### Set of tasks:
1. Decide whether each statement agrees with the text on trust and personality. Answer yes or no, and quote the words of the text that settle it.
(a) Info-Trust sorts trust into four types.
(b) The Info-Trust model considers the importance of the information for trust features.
(c) Burbach et al. (2019) drew on regulatory self-efficacy to explain how users react to fake news.
2. In the text on trust and personality, what do users' communication styles depend on?
3. Proceed with the text on trust and personality, starting after its final sentence.

### Text block:
↓↓↓

Gao et al. (2019) proposed Info-Trust, a trustworthiness-evaluation scheme with multi-criteria trust factors. Trust is classified into four types: identity-based trust, behavior-based trust, relation-based trust, and feedback-based trust. Info-Trust provides an assessment of the trustworthiness of the information sources. However, the model does not consider the importance of the information for trust features, as pointed out in Lucassen and Schraagen (2011). In this paper, we extend the model of Gao et al. (2019) to a model in which users’ perception of the information source is considered.

Users’ communication styles also depend on their perceptions, preferences, and behaviors (Hawkins et al. 1980). This means that personalities also influence how users behave in social networking services. Burbach et al. (2019) proposed the Big-Five personality traits, dark triad, and regulatory self-efficacy to explain how users react differently towards fake news. The Big-Five personality traits model describes an individual with five characteristics. The model was first developed (Costa and McCrae 1999), consists of five personality traits: openness, conscientiousness, agreeableness, and neuroticism. Each personality trait is a spectrum that differentiates human behavior (McCrae and Costa 1997; Costa and McCrae 1999).

↑↑↑

### Material provided:
↓↓↓

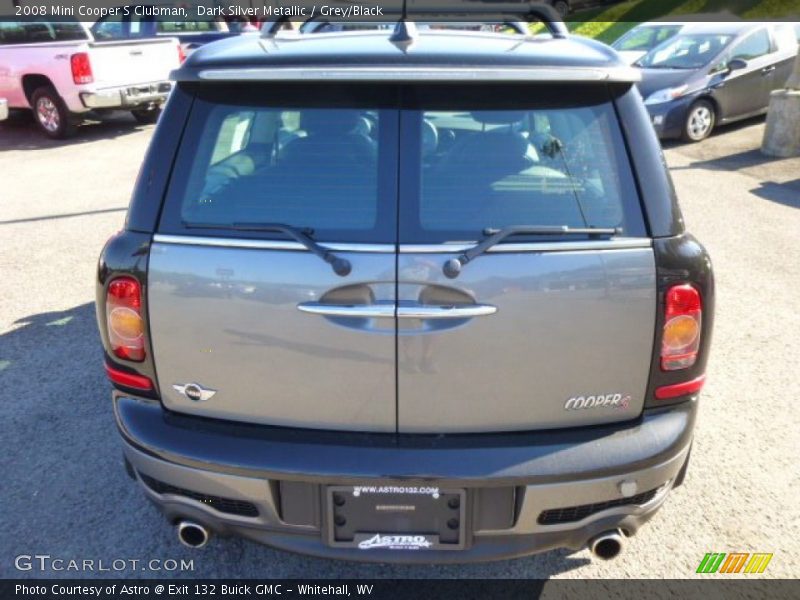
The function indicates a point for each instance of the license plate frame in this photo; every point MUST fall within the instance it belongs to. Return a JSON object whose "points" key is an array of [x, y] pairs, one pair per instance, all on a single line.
{"points": [[395, 517]]}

↑↑↑

### Responses in order:
1.
(a) Yes: "Trust is classified into four types: identity-based trust, behavior-based trust, relation-based trust, and feedback-based trust."
(b) No: "However, the model does not consider the importance of the information for trust features"
(c) Yes: "Burbach et al. (2019) proposed the Big-Five personality traits, dark triad, and regulatory self-efficacy to explain how users react differently towards fake news."

2. Their perceptions, preferences, and behaviors.

3.
Numerous researchers approach this problem by presenting new fact-checking algorithms, which are based on social properties data such as popularity and link structure, and context property such as the content of the tweet and meta-information (Gao et al. 2019; Esteves et al. 2018). However, there is also a need to consider the personality and users’ mental condition during unpredictable disaster crises, which can be very suitable by applying an agent-based modeling method (Burbach et al. 2019; Preston et al. 2021; Rand et al. 2015).

Our contribution in this paper is to add information-based trust into the trust model and the agent-based modeling implementation that includes both trust and personality traits of fake news emerging. Adding information-based trust into the trust model allowed us to examine the credibility of the news. Considering the news features and their types, we can evaluate the change in trend from regular news to fake news which is originally introduced in this paper. This news-changing behavior was originally introduced in this paper using the agent-based modeling method.

3 Social networking service

In this paper, we focus on Twitter as a microblogging platform provided by Twitter, Inc., which is a social networking service that allows users to interact with each member by sending and receiving short posts called tweets inside their system (Murthy 2018). On Twitter, registered users can create and interact with tweets through several actions, such as retweets and likes, which help disseminate news. The action of tweets creation, retweets, and likes have to be modeled in this research to produce accurate system behavioral actions and simulation results.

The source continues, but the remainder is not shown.